REQUIRED WORK: Repeat the data that follows, word for word, without the images.

INFORMATION PROVIDED:
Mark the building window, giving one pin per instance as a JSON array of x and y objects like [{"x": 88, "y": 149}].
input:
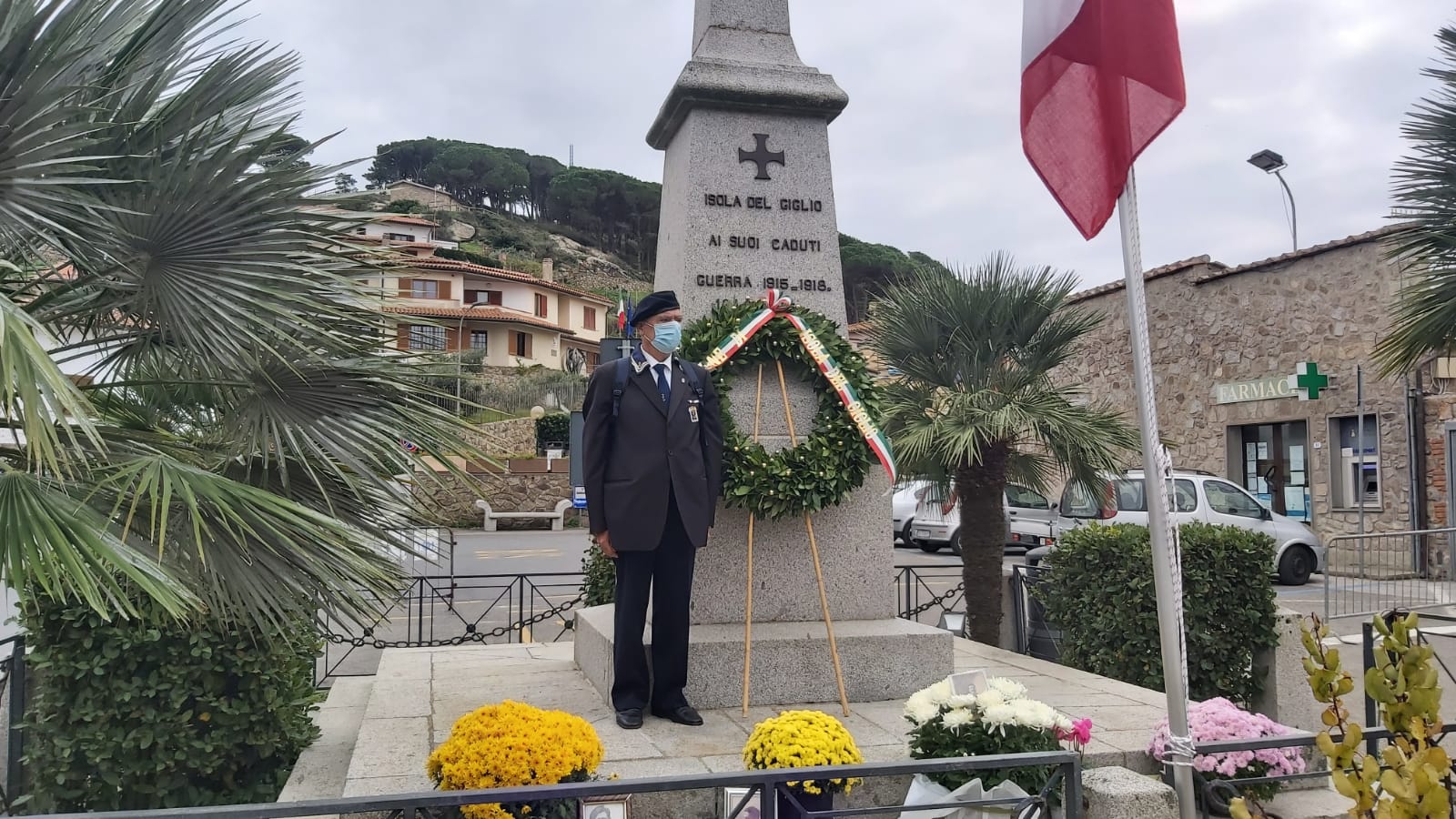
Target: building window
[
  {"x": 427, "y": 337},
  {"x": 484, "y": 298},
  {"x": 1354, "y": 462}
]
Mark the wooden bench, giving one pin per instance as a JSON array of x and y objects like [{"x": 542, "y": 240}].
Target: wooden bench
[{"x": 558, "y": 519}]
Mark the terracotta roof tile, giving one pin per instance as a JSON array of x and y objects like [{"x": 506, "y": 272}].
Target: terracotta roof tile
[
  {"x": 402, "y": 219},
  {"x": 1356, "y": 239},
  {"x": 478, "y": 314},
  {"x": 1149, "y": 276}
]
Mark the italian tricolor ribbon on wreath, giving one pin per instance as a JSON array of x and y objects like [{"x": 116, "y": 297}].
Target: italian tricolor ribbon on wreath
[{"x": 778, "y": 305}]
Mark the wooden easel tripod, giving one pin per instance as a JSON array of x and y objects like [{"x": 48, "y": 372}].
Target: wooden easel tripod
[{"x": 819, "y": 570}]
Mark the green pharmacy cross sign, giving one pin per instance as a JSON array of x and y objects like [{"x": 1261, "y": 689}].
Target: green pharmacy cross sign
[{"x": 1308, "y": 380}]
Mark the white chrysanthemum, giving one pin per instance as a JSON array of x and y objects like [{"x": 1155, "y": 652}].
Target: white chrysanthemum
[
  {"x": 1008, "y": 688},
  {"x": 958, "y": 717},
  {"x": 1033, "y": 714},
  {"x": 921, "y": 709}
]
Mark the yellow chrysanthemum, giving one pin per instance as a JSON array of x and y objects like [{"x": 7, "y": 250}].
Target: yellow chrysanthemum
[
  {"x": 513, "y": 745},
  {"x": 803, "y": 739}
]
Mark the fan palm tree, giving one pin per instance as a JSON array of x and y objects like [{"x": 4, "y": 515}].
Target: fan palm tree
[
  {"x": 233, "y": 442},
  {"x": 976, "y": 405},
  {"x": 1424, "y": 319}
]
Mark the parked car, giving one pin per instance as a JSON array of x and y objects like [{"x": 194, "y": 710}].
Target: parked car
[
  {"x": 903, "y": 508},
  {"x": 1030, "y": 521},
  {"x": 1203, "y": 497}
]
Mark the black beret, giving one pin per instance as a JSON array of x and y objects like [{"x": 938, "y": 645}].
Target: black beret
[{"x": 652, "y": 305}]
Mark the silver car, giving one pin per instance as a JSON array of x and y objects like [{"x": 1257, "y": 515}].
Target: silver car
[
  {"x": 1210, "y": 499},
  {"x": 1030, "y": 521}
]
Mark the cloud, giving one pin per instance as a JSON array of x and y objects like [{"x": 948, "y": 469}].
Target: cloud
[{"x": 928, "y": 153}]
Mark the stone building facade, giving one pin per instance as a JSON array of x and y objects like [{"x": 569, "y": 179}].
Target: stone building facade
[{"x": 1223, "y": 343}]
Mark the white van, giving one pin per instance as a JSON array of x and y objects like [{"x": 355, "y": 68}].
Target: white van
[{"x": 1203, "y": 497}]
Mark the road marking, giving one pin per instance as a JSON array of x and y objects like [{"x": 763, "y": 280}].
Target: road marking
[{"x": 509, "y": 554}]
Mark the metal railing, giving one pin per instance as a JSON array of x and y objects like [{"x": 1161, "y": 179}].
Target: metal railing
[
  {"x": 1378, "y": 571},
  {"x": 1063, "y": 789},
  {"x": 1215, "y": 792},
  {"x": 1034, "y": 636},
  {"x": 451, "y": 611}
]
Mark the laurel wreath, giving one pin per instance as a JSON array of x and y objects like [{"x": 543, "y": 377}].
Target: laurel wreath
[{"x": 832, "y": 460}]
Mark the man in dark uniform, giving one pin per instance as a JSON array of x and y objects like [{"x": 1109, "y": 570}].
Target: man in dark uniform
[{"x": 652, "y": 439}]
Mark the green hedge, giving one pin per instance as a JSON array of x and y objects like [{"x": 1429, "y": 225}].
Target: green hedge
[
  {"x": 555, "y": 428},
  {"x": 153, "y": 713},
  {"x": 1099, "y": 593}
]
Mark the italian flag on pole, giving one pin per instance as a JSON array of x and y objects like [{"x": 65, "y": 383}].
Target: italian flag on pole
[{"x": 1099, "y": 79}]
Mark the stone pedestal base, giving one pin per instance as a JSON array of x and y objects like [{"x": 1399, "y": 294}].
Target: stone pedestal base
[{"x": 881, "y": 659}]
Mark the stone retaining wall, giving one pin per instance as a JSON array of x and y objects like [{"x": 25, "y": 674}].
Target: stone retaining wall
[
  {"x": 507, "y": 438},
  {"x": 453, "y": 499}
]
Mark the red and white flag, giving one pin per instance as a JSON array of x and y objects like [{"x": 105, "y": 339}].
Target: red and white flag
[{"x": 1099, "y": 79}]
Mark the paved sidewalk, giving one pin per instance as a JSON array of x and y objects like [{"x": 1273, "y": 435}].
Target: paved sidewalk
[{"x": 420, "y": 693}]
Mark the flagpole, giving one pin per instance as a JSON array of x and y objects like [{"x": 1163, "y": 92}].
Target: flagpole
[{"x": 1165, "y": 561}]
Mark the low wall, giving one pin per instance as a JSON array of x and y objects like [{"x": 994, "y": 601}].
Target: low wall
[{"x": 453, "y": 497}]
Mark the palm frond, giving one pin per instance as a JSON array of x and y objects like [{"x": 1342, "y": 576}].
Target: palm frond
[
  {"x": 977, "y": 350},
  {"x": 58, "y": 547},
  {"x": 1424, "y": 186}
]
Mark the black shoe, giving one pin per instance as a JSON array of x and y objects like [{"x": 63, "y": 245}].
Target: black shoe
[
  {"x": 630, "y": 717},
  {"x": 682, "y": 714}
]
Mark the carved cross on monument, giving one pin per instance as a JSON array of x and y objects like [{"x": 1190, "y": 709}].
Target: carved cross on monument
[{"x": 761, "y": 157}]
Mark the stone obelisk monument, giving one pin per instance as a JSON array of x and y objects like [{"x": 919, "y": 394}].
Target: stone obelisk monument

RESULT OF THIS EXERCISE:
Mark the building window, giving one pin per instance as a JSON array of x and y objects like [{"x": 88, "y": 149}].
input:
Target: building window
[
  {"x": 427, "y": 337},
  {"x": 484, "y": 298},
  {"x": 1354, "y": 462}
]
Mark the wooden bench, giving one pin per instance as a JSON array of x and y objects like [{"x": 542, "y": 240}].
Target: wooden bench
[{"x": 558, "y": 519}]
Mark the terracotta roof tile, giving one pin per instance as a JSON array of x and y objects like [{"x": 506, "y": 272}].
Target: terracotta roof tile
[
  {"x": 402, "y": 219},
  {"x": 1356, "y": 239},
  {"x": 478, "y": 314},
  {"x": 1149, "y": 276}
]
Mark the italian tricolor ribbon on wreath, giving one pin per instance as a JSON array of x and y objects like [{"x": 116, "y": 297}].
Target: italian tricolor ribbon on wreath
[{"x": 778, "y": 305}]
Mark the wooden easel tripod, giving one pin per instance as a JSON array of x and y objects like [{"x": 48, "y": 372}].
Target: wooden easel tripod
[{"x": 819, "y": 570}]
Mark the green pharmacy cross sign, giving one pin per instance as a JSON array of x and y objects like [{"x": 1261, "y": 689}].
Target: green pharmacy cross sign
[{"x": 1308, "y": 380}]
Mark the white chrysanthemum, giving one pin per instance as a JSON array of x and y objects like [{"x": 1155, "y": 652}].
Target: white chrysanthemum
[
  {"x": 1008, "y": 688},
  {"x": 958, "y": 717},
  {"x": 1033, "y": 714},
  {"x": 921, "y": 709}
]
Mark the yellow chrysanthemum, giving one pin per instance as a JSON array of x and y objects like [{"x": 7, "y": 250}].
Target: yellow chrysanthemum
[
  {"x": 513, "y": 745},
  {"x": 803, "y": 739}
]
Mark the fan palm tree, giving one pin per instance as a JSON array of x and y objects like [{"x": 4, "y": 515}].
Target: fan palm tree
[
  {"x": 233, "y": 442},
  {"x": 976, "y": 405},
  {"x": 1424, "y": 319}
]
Mark the parked car, giving one pin per instance as a JSON array of x and y objects like [{"x": 194, "y": 710}].
Target: parked car
[
  {"x": 903, "y": 508},
  {"x": 1030, "y": 521},
  {"x": 1203, "y": 497}
]
Mark the black beret, giving one pin per instance as a JSON array of x and y objects like [{"x": 938, "y": 645}].
Target: black beret
[{"x": 652, "y": 305}]
Mark the silver car, giving one pin per instance as a JSON array of x and y objects like [{"x": 1257, "y": 515}].
Target: silver car
[
  {"x": 1210, "y": 499},
  {"x": 1030, "y": 521}
]
Mark the cloud, giving one pin per instance as a JSON array of x and y objects like [{"x": 948, "y": 469}].
Target: cloud
[{"x": 928, "y": 153}]
Mark the stone building facade, giving one pin per instance as a JSON array of x and y objects like [{"x": 569, "y": 179}].
Target: stone building facade
[{"x": 1223, "y": 343}]
Mark the white van, giving one pin per instance as a JSON array of x and y objects like [{"x": 355, "y": 68}].
Target: white van
[{"x": 1203, "y": 497}]
Mark the road marking, giving one pin per instance as a JSON array of x and y objects like [{"x": 763, "y": 280}].
Target: road marking
[{"x": 509, "y": 554}]
Mark the metal railing, giving one pin per instance as a JSON array of x and y objects like [{"x": 1161, "y": 179}].
Target: metal railing
[
  {"x": 1378, "y": 571},
  {"x": 1063, "y": 789},
  {"x": 1215, "y": 792},
  {"x": 1034, "y": 636},
  {"x": 451, "y": 611}
]
Mark the laurel wreath, giving one pin per instance as a JSON array of x and y objects like [{"x": 543, "y": 377}].
Target: laurel wreath
[{"x": 832, "y": 460}]
Mark the man in dark uniform, giving one pin per instance as a JSON array of x and y objects like [{"x": 1109, "y": 570}].
Target: man in dark uniform
[{"x": 652, "y": 439}]
Mark the green hedge, giving one pin per instance as a JSON array of x and y objects like [{"x": 1429, "y": 225}].
Target: green hedge
[
  {"x": 555, "y": 428},
  {"x": 153, "y": 713},
  {"x": 1099, "y": 593}
]
Mark the italian flag on pole, giving one pin per instance as a JSON array of x and y objects like [{"x": 65, "y": 383}].
Target: italian flag on pole
[{"x": 1099, "y": 79}]
Mark the stone pedestal base, giving one pin per instance as a JSON array of x and y objects like [{"x": 1399, "y": 294}].
Target: stone pedestal base
[{"x": 881, "y": 659}]
Mark the stone retaining wall, giving one pin per instance as a JSON array of x and y objects like [{"x": 25, "y": 674}].
Target: stone retaining wall
[
  {"x": 507, "y": 438},
  {"x": 453, "y": 499}
]
Mark the red and white flag, giving one pin per instance as a JSON array of x and y objects like [{"x": 105, "y": 339}].
Target: red and white flag
[{"x": 1099, "y": 79}]
Mark the paved sidewalk, giving one pin per instance as a JSON array of x and y objects like [{"x": 1273, "y": 435}].
Target: paved sidewalk
[{"x": 420, "y": 693}]
Mark the flagpole, giving one pin per instance as a JSON array of x and y objects like [{"x": 1163, "y": 92}].
Target: flagpole
[{"x": 1165, "y": 561}]
Mark the low wall, giving one pin per instance as a JSON array of x and y objects like [{"x": 994, "y": 601}].
Target: low wall
[{"x": 453, "y": 497}]
Mark the palm frond, giving one pin per instance as a JSON array of x and y objects like [{"x": 1342, "y": 576}].
Target: palm frond
[
  {"x": 977, "y": 350},
  {"x": 58, "y": 547},
  {"x": 1424, "y": 186}
]
Mark the black shoe, giving one pin per instance as a JSON array of x and y objects like [{"x": 63, "y": 245}].
Target: black shoe
[
  {"x": 630, "y": 717},
  {"x": 682, "y": 714}
]
Mark the carved cross on monument, giving one pin per instance as a JSON array of x and y objects like [{"x": 1190, "y": 709}].
Target: carved cross on monument
[{"x": 761, "y": 157}]
Mark the stone obelisk monument, giving one pin per instance as a JSON array of x and y objects like [{"x": 919, "y": 394}].
Target: stone obelisk monument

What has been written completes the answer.